Introduction
The Case for Rejecting Assimilation
I coveted whiteness once, but I knew in the back of my mind that conning myself into assimilation would only ever make me a poor imitation of what I would never be.
—Reni Eddo-Lodge, Why I’m No Longer Talking to White People About Race
A runner ties her shoelaces and is ready for the race. She’s prepared to run the 400-metre dash. As the starting pistol goes off, she’s informed that her race is now the 400-metre hurdle. She’s stunned but determined. She clears the first hurdle, barely—she has not trained for this race. It slows her down, but she resumes her stride. She struggles to clear the second hurdle. By the time she gets to the next hurdle, she’s starting to get the hang of this race she never knew she’d be running. There is a hint of a smile on her face because she’s finally catching up. Suddenly, the ground is slick with water beneath her feet. She looks around, but it is only in her lane. How is that possible? She has no time to ponder such mysteries, for the next hurdle is here. She clears it. Gravel is thrown in her lane, and she loses her footing. But she is strong and agile, and with one foot in front of the other she clears the remaining six hurdles. As she’s about to run through the finish-line ribbon, she’s told that her race isn’t over. She must complete another lap around the track, and when she’s done, she can claim her spot on the podium. She’s exhausted, but she must finish, so off she goes to run her final lap. She finishes in record time. Along the way people cheer and tell her what an amazing job she is doing. As she puts her arms up in celebration, she’s once again informed that her race continues. Frustrated and out of breath, she goes around the track once more. She wants desperately to be off the track and on the podium. By the tenth time she’s gone around the track, she begins to wonder if someone like her is meant to finish the race. None of the runners who now have medals around their neck look like her. She presses on. After years of running around and around, buying new kicks, getting new coaches, inching closer, she falls chasing a finish line that she was never going to reach. She picks herself up, looks at her bloody knees and hands, and wonders what the hell she is doing.

- [Recorded data]:
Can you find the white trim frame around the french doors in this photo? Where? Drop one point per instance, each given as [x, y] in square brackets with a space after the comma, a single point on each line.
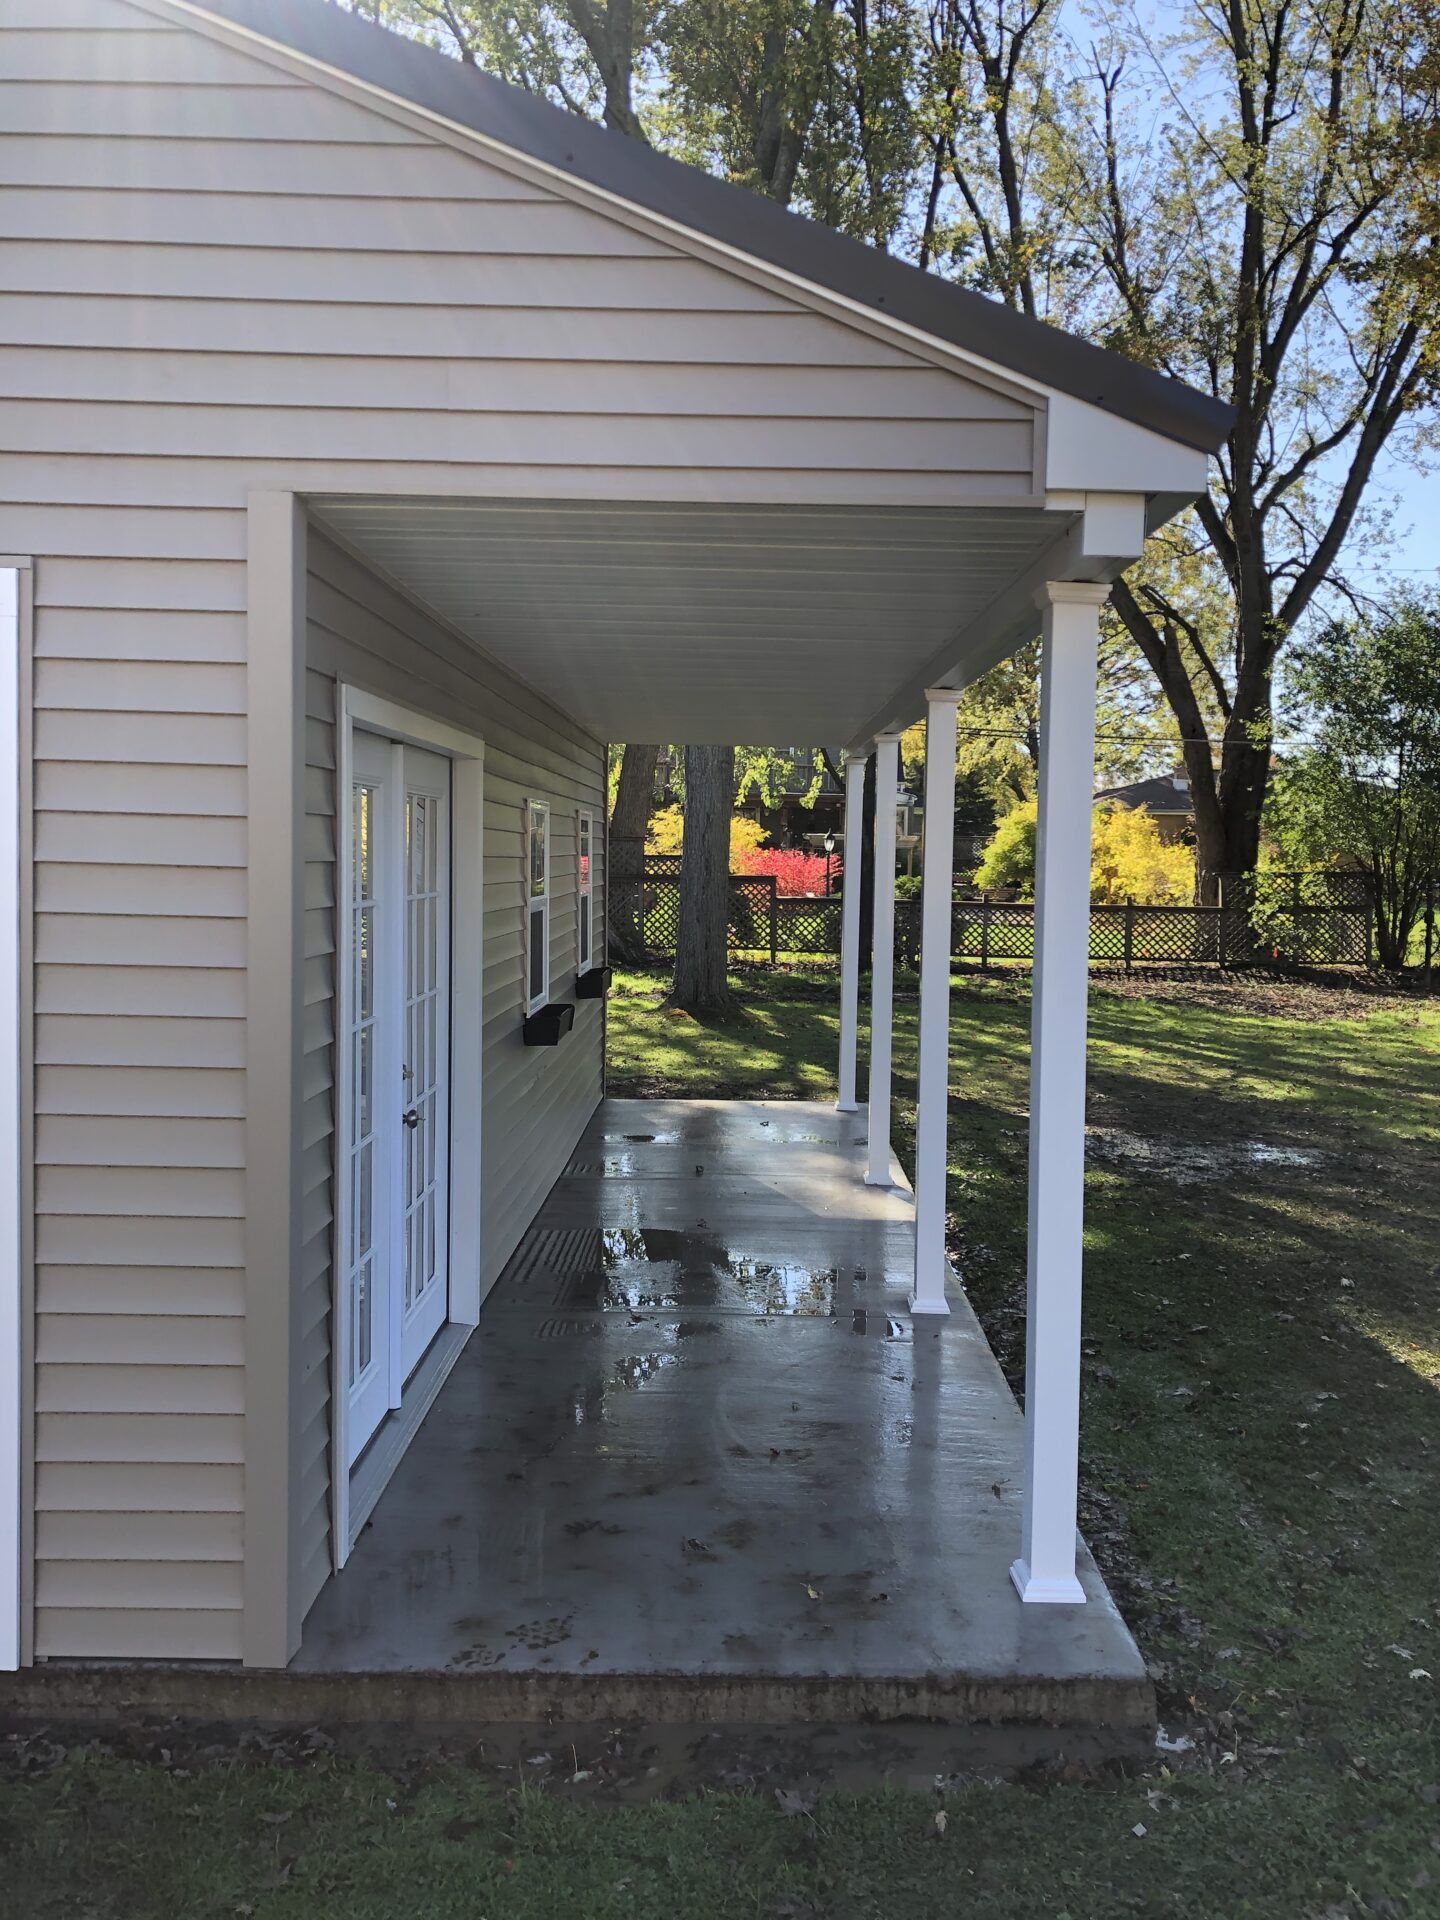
[354, 1495]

- [Work task]: Reproduce the entire introduction on rejecting assimilation, word for word, from its heading to its final sentence.

- [Solution below]:
Introduction
The Case for Rejecting Assimilation
I coveted whiteness once, but I knew in the back of my mind that conning myself into assimilation would only ever make me a poor imitation of what I would never be.
—Reni Eddo-Lodge, Why I’m No Longer Talking to White People About Race
A runner ties her shoelaces and is ready for the race. She’s prepared to run the 400-metre dash. As the starting pistol goes off, she’s informed that her race is now the 400-metre hurdle. She’s stunned but determined. She clears the first hurdle, barely—she has not trained for this race. It slows her down, but she resumes her stride. She struggles to clear the second hurdle. By the time she gets to the next hurdle, she’s starting to get the hang of this race she never knew she’d be running. There is a hint of a smile on her face because she’s finally catching up. Suddenly, the ground is slick with water beneath her feet. She looks around, but it is only in her lane. How is that possible? She has no time to ponder such mysteries, for the next hurdle is here. She clears it. Gravel is thrown in her lane, and she loses her footing. But she is strong and agile, and with one foot in front of the other she clears the remaining six hurdles. As she’s about to run through the finish-line ribbon, she’s told that her race isn’t over. She must complete another lap around the track, and when she’s done, she can claim her spot on the podium. She’s exhausted, but she must finish, so off she goes to run her final lap. She finishes in record time. Along the way people cheer and tell her what an amazing job she is doing. As she puts her arms up in celebration, she’s once again informed that her race continues. Frustrated and out of breath, she goes around the track once more. She wants desperately to be off the track and on the podium. By the tenth time she’s gone around the track, she begins to wonder if someone like her is meant to finish the race. None of the runners who now have medals around their neck look like her. She presses on. After years of running around and around, buying new kicks, getting new coaches, inching closer, she falls chasing a finish line that she was never going to reach. She picks herself up, looks at her bloody knees and hands, and wonders what the hell she is doing.